*Your objective*. Set down every record below exactly as it stands, minus the pictures.

**** Data section ****

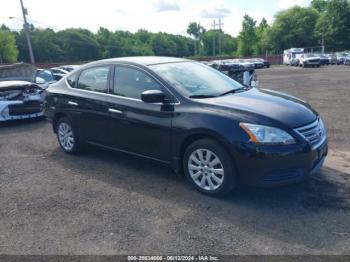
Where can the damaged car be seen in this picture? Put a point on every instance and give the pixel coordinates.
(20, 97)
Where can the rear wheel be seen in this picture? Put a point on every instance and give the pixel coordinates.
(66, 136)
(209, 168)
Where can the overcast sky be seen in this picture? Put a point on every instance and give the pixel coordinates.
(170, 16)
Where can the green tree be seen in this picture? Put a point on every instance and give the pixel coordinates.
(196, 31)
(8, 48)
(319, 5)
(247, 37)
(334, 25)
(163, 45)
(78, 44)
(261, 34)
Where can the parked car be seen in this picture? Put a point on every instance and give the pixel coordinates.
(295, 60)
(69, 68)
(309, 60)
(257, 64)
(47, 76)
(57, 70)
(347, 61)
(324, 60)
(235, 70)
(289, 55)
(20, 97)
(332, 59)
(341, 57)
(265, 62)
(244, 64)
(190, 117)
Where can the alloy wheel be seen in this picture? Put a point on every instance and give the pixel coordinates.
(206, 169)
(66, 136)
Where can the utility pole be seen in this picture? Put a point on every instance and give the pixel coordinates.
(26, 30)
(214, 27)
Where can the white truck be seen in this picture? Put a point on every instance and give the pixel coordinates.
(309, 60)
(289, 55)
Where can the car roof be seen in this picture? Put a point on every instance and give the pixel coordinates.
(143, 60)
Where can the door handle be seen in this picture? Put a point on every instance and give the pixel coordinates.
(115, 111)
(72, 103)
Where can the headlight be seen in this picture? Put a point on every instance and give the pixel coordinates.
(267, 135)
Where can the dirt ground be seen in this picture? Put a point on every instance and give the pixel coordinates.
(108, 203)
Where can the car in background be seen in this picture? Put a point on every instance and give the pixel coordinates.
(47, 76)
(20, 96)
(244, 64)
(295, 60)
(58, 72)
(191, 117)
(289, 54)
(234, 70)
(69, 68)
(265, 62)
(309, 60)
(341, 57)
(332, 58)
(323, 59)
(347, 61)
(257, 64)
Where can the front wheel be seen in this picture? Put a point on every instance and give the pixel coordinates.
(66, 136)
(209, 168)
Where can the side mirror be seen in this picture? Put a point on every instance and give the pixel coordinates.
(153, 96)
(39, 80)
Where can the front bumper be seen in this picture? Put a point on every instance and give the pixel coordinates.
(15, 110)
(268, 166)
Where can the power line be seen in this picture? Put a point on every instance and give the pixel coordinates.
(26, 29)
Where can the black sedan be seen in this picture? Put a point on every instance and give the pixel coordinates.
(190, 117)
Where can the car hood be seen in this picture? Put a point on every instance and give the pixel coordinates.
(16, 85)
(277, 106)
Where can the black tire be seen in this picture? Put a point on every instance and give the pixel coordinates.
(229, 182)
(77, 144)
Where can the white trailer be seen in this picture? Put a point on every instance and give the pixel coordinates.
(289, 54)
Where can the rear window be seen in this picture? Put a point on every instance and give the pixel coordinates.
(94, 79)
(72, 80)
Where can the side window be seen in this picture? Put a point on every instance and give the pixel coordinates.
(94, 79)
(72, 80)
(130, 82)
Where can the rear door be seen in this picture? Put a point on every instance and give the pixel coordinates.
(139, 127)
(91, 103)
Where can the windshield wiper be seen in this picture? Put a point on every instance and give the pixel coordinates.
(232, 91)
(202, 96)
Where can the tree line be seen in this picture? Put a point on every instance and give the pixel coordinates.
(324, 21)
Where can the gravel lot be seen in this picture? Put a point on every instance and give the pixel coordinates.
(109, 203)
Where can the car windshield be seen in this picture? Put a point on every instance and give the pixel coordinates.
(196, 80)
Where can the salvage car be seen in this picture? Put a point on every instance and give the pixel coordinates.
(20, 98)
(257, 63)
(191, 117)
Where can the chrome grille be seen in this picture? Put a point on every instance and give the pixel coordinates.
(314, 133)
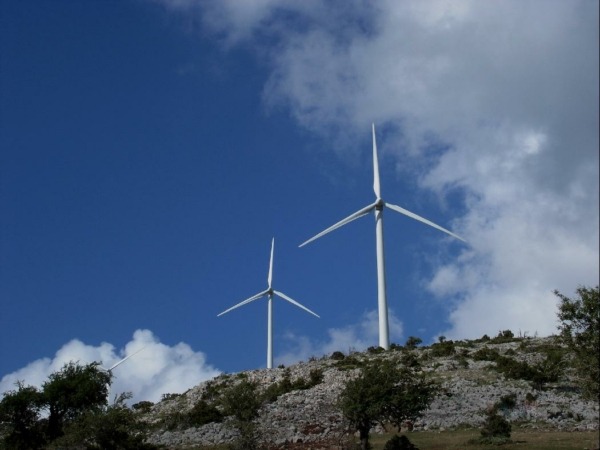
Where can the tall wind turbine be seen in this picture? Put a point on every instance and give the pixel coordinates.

****

*Exercise output*.
Where can the damaged car be seen in this picture? Put a point on every instance and give the pixel coordinates.
(20, 97)
Where can the rear wheel be seen in this picture? Put a point on every instance and give the pixel coordinates.
(66, 136)
(209, 168)
Where can the overcast sky be seen in this picture? Put a point on every instance and give the pixel coordinates.
(170, 16)
Where can the green tree be seen in this picture? Put a point on every instance and give the pixel coordinates.
(196, 31)
(8, 48)
(319, 5)
(247, 37)
(334, 25)
(163, 45)
(78, 44)
(261, 34)
Where can the parked car be seen in this picture? Put a point on every instance and give the pixel coordinates.
(295, 60)
(69, 68)
(309, 60)
(257, 64)
(47, 76)
(57, 70)
(347, 61)
(324, 60)
(235, 70)
(289, 55)
(20, 97)
(332, 59)
(341, 57)
(265, 62)
(244, 64)
(190, 117)
Where can the alloy wheel be seen in this picture? Put a point on every instance and give the pixel coordinates.
(206, 169)
(66, 136)
Where can the utility pole be seen in this picture? Put a point on every instance and give the pixel coordinates.
(26, 30)
(214, 27)
Where can the white truck be seen in this picture? Put a point on every instance and give the pixel coordinates.
(309, 60)
(289, 55)
Where can the car roof be seen in this picture? Put a point on every instance and give the pixel coordinates.
(143, 60)
Where can the door handle be seen in this picture? Put a point on every instance and give the pixel coordinates.
(115, 111)
(72, 103)
Where can the headlight be seen in this picture? Put a point on every instance and give the pixel coordinates.
(267, 135)
Where can the dirt ground be seen in this picture? Put a point on every instance and give the pixel coordinates.
(108, 203)
Where can the car in background be seen in this picture? Put a point on every instance and give the pixel coordinates.
(47, 76)
(20, 96)
(244, 64)
(295, 60)
(58, 72)
(191, 117)
(289, 54)
(234, 70)
(69, 68)
(265, 62)
(309, 60)
(341, 57)
(332, 58)
(323, 59)
(347, 61)
(257, 64)
Where can the front wheel be seen in this picture? Put a point on every instance and give the pixel coordinates.
(66, 136)
(209, 168)
Where can the side mirror be seen in this picture? Put a point on every instance and give the pixel coordinates.
(153, 96)
(39, 80)
Where can the front bumper be seen in this picture? Put a point on every instance and give the pixel coordinates.
(15, 110)
(268, 166)
Where can the power line be seen in this picture? Put a point on every instance and give the pixel coordinates.
(26, 29)
Where can the black sedan be seen in this picture? Put a point on every instance and give the pixel coordinates.
(190, 117)
Where can the car hood be seen in this picture? Put a point on every instance and give the pixel coordinates.
(16, 85)
(277, 106)
Where can the black tire be seen in this picture? Put a point on every instance and give the pixel coordinates.
(229, 182)
(77, 144)
Where can the white trailer be seen in this picture? Put a point on every instance and give the pixel coordinates.
(289, 54)
Where can the rear window be seen in this picture? Put a point on every instance and give the pixel coordinates.
(94, 79)
(72, 80)
Where can the side window be seen in this picture? Put a point on every instance and give the pixel coordinates.
(94, 79)
(72, 80)
(130, 82)
Where can the rear door be seen in this picture? Put a point on every instance and give the pixel coordinates.
(139, 127)
(91, 103)
Where can the windshield wiper be seen in this picture? Put a point on every instance and give the pixel coordinates.
(232, 91)
(202, 96)
Where can the tree line be seen in this picture? Put a point on every instance and give the pixel coordinates.
(324, 21)
Where can the gravel lot be seen in this picture? Put a point on every instance and give the pixel coordinates.
(109, 203)
Where can the car windshield be seen in this picture? Put a point on every instance and give the pixel coordinates.
(196, 80)
Where can the salvage car be seen in this picture? Put a point on every instance and give the pixel coordinates.
(20, 98)
(257, 63)
(191, 117)
Where can the chrome grille be seen in this picture? Put a point on every instance and give the pixel coordinates.
(314, 133)
Where can the tall wind turbine be seen in this picture? Put a point on every instance and give the pixel coordinates.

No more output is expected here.